ФРАГМЕНТ СТРАНИЦЫ:

○ ○ ○ ○ ○ ○ ○

Меня зовут Ольга Ивановна. Моему сыну Антону недавно исполнилось 28 лет. Полгода назад он женился на девушке по имени Светлана. Она умна, красива, воспитана. Сейчас заканчивает шестой курс медицинского университета, скоро станет врачом. Казалось бы, всё хорошо, но мне не по себе: сердце болит. Потому что я вижу — она не заботится о моём сыне как следует.
Антон с детства страдает хроническим гастритом. Наследственное, от деда. Это не просто «поболит и пройдёт», как многие сейчас думают. Это болезнь, которая при обострении может сделать жизнь невыносимой. Весной и осенью Антону особенно тяжело: изжога, боли, тошнота, бессонные ночи. Я знаю, через что он проходит, потому что сама выхаживала его годами. Пока он жил со мной, я строго следила за его питанием: диетические блюда, ничего жареного, никакого фастфуда, еда по расписанию, лёгкие каши, отварная курица, супы, кисели. Я не просто кормила его — я оберегала.
Перед свадьбой я предупредила Светлану:
— У Антона слабый желудок. Будь осторожна, особенно в межсезонье. Корми его правильно.
Она улыбнулась и пообещала, что всё будет под контролем. Я поверила.
Но через месяц зашла к ним и остолбенела. На кухне — грязная посуда, в холодильнике — только майонез, пиво и зачерствевший хлеб. В мусоре — упаковки от пиццы и куриных крылышек из забегаловки. А на плите — ничего. Я спросила:
— Антон где?
— На работе, скоро придёт, — равнодушно ответила Светлана.
— Он хоть поел сегодня?
— Ну, вроде перекусил утром…
У меня внутри всё сжалось. Я знала, чем это кончится. Так и вышло. Через три месяца — больница. Острое обострение. Капельницы, строгая диета, мучительные боли. Я сидела у его кровати почти всё время. А Светлана заходила — на час, от силы на два, а потом говорила, что ей «надо к семинару». Мне стало страшно.
После выписки я принесла им индейку. Хорошую, свежую, купленную на рынке. Попросила сварить бульон. Она кивнула. Прошла неделя. Заглянула в морозилку — индейка лежала нетронутой, даже не разморожена. Не говоря уже о бульоне.

○ ○ ○ ○ ○ ○ ○

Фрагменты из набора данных
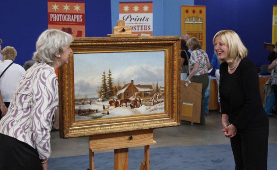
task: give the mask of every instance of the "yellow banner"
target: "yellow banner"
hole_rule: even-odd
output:
[[[206,7],[182,5],[182,35],[198,39],[206,50]]]
[[[273,6],[272,17],[272,44],[277,42],[277,5]]]

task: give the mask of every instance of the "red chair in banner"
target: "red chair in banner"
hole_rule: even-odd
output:
[[[76,35],[76,37],[80,37],[82,36],[82,33],[83,33],[83,31],[79,31],[79,30],[77,32],[77,35]]]

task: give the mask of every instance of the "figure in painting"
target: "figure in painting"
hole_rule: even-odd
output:
[[[134,100],[134,108],[137,108],[138,107],[138,99],[137,98],[135,98]]]

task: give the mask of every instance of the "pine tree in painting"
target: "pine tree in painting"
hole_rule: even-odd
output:
[[[103,99],[108,99],[108,88],[107,86],[107,78],[105,71],[103,72],[102,75],[102,84],[101,85],[101,98]]]
[[[157,84],[156,84],[156,93],[159,92],[159,86],[158,85],[158,81],[157,81]]]
[[[108,80],[107,83],[108,85],[108,96],[110,98],[114,95],[113,83],[110,69],[109,69],[109,72],[108,74]]]

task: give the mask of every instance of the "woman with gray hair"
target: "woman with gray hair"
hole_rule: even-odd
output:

○ ○ ○ ○ ○ ○ ○

Продолжите рассказ Ольги Ивановны о сыне и невестке, начав сразу после его последнего предложения.

РЕЗУЛЬТАТ:
Я предложила помощь:
— Светлана, давай я приготовлю. Понимаю, ты занята, учёба, сессия…
— Не надо! — резко оборвала она. — Я сама разберусь.
Но я вижу — она не справляется. И мне больно смотреть, как мой сын, которого я столько лет берегла, снова скатывается в болезнь. А он молчит. Не хочет ссориться с женой. Избегает конфликтов. Но он худеет, стал нервным, снова не спит ночами.
А я молчать не могу. Не могу спокойно смотреть, как его здоровье рушится. Я не хочу ссориться со Светланой. Не хочу разрушать их семью. Но и не позволю просто наблюдать, как сыну становится хуже день ото дня.
Я всерьёз думаю поговорить с её матерью. Может, она достучится до дочери. Объяснит, что быть женой — это не только жить вместе и делить быт. Это ещё и заботиться, лечить, вытаскивать, когда человеку плохо. Тем более если ты почти врач.
Я не враг. Я просто мать. Я хочу, чтобы мой сын был здоров. И если ради этого придётся вмешаться — вмешаюсь. Хоть сама буду готовить, хоть каждый день еду носить. Но не позволю снова видеть, как он бледнеет, слабеет и мучается. Не позволю молчать, пока его губят равнодушием. Потому что я люблю своего сына. И буду за него бороться, даже если кому-то это не понравится.